WHAT THE TASK ASKS
Look through the entries below for the string "white", and copy each line where it is found.

GIVEN RECORDS
┌────────

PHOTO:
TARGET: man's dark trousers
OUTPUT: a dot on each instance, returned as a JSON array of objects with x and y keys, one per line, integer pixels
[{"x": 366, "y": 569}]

└────────
┌────────

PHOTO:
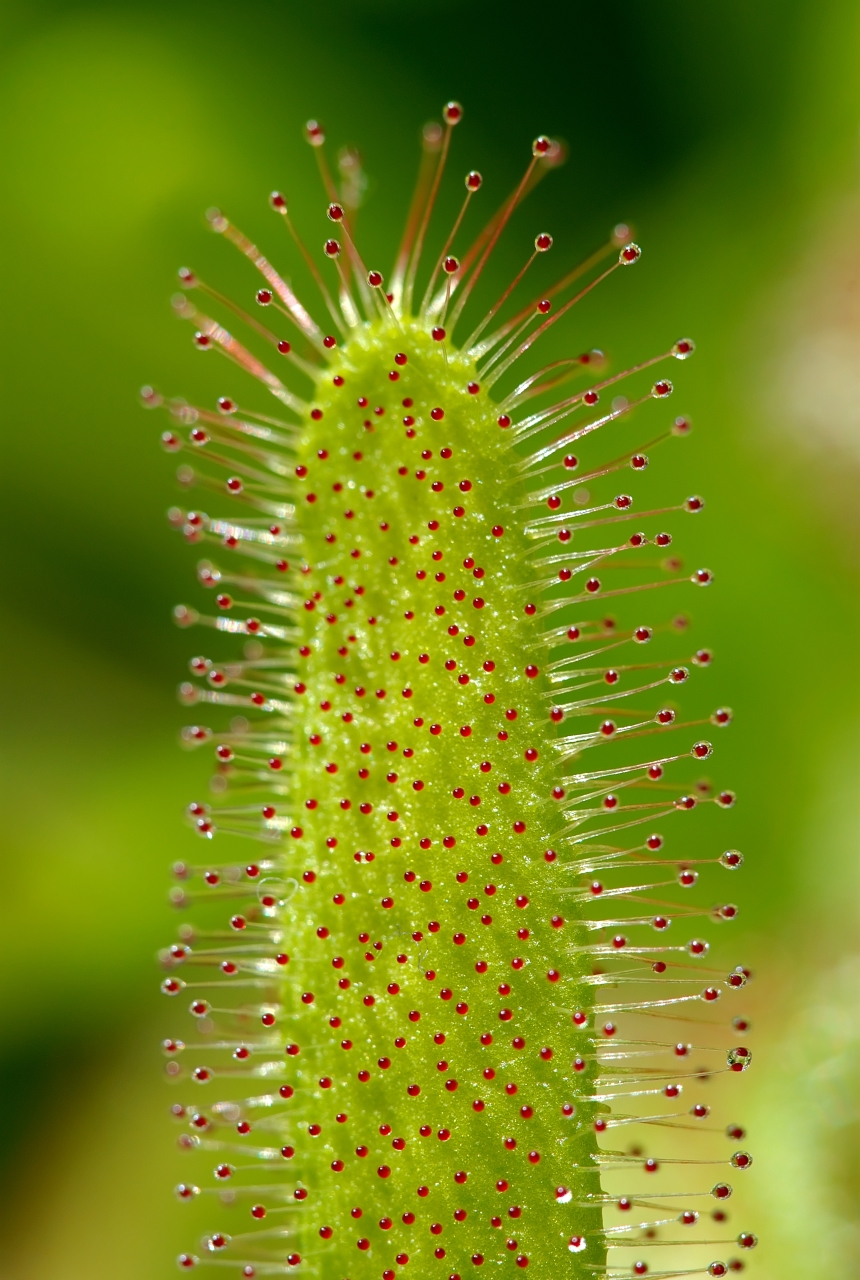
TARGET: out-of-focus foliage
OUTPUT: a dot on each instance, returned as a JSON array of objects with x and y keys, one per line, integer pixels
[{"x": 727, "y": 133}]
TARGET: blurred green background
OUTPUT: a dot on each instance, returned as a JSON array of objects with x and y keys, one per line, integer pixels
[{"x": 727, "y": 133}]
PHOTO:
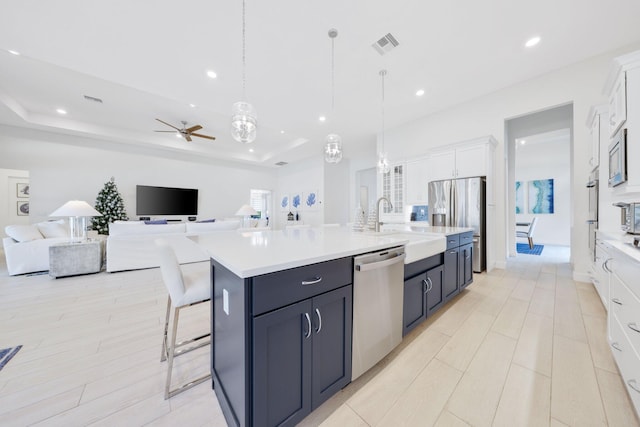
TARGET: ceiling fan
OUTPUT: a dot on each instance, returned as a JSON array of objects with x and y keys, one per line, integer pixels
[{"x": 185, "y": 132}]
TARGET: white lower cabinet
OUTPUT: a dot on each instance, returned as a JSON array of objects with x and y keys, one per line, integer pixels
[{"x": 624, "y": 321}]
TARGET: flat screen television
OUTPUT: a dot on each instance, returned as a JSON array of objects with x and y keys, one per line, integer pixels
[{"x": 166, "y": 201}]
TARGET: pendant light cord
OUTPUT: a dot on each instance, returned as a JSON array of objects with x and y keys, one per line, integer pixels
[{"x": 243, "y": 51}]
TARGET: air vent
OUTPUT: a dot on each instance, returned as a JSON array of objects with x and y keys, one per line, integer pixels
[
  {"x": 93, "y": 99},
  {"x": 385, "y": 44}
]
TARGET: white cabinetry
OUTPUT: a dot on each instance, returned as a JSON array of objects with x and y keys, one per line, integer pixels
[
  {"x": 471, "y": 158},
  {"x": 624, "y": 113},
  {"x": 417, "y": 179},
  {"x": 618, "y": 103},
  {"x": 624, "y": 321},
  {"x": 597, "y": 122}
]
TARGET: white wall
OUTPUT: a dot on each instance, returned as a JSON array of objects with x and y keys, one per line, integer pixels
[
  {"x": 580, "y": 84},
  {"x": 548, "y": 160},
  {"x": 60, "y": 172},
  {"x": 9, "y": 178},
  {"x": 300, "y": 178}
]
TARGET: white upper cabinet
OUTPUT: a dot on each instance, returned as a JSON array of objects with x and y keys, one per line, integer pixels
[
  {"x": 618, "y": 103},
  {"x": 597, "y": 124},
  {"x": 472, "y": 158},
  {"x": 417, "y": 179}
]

└────────
┌────────

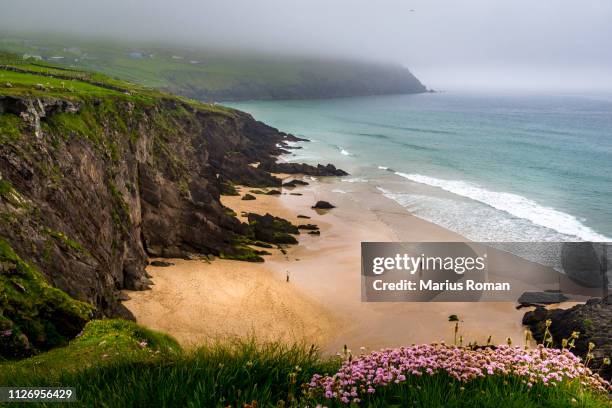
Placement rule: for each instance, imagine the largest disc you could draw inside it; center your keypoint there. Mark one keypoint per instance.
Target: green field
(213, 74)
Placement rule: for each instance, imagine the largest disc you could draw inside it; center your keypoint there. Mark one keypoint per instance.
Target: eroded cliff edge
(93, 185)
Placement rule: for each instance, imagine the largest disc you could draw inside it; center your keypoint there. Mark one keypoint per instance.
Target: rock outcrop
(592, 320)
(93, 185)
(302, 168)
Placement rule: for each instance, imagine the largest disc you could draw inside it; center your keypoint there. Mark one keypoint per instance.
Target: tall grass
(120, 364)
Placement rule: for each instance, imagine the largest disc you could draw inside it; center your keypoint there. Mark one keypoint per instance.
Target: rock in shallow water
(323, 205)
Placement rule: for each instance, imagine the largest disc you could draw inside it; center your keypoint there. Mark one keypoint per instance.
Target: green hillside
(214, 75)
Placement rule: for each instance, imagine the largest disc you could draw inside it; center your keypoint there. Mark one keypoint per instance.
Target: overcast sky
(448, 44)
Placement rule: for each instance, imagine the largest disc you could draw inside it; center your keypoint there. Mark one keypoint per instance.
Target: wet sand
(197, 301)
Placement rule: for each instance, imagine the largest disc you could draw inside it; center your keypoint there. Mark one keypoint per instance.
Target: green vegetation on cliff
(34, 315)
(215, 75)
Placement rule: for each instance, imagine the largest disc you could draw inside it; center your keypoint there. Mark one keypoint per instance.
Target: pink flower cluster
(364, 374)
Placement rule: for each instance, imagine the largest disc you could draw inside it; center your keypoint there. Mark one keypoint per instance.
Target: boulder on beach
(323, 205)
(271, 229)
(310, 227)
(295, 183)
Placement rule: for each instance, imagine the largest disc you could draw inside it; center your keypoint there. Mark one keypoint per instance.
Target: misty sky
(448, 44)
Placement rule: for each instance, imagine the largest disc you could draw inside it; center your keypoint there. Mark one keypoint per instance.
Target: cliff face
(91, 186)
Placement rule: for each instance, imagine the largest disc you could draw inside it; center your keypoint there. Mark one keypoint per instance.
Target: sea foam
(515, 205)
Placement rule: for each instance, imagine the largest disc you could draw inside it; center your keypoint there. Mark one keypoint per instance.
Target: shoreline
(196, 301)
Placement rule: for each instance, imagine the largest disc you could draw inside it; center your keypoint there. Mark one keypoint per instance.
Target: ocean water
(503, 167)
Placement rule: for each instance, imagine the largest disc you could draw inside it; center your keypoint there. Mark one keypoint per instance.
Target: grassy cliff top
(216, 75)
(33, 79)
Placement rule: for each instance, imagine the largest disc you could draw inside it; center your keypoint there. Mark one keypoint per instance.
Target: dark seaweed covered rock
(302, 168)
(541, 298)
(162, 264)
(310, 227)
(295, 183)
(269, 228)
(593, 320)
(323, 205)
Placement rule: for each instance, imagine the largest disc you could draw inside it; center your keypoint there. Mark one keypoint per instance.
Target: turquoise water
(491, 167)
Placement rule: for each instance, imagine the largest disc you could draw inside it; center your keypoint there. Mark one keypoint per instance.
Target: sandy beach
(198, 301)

└────────

PROBLEM SOLUTION
TARGET: white lower cabinet
TARGET: white cabinetry
TARGET: white wall
TARGET: white upper cabinet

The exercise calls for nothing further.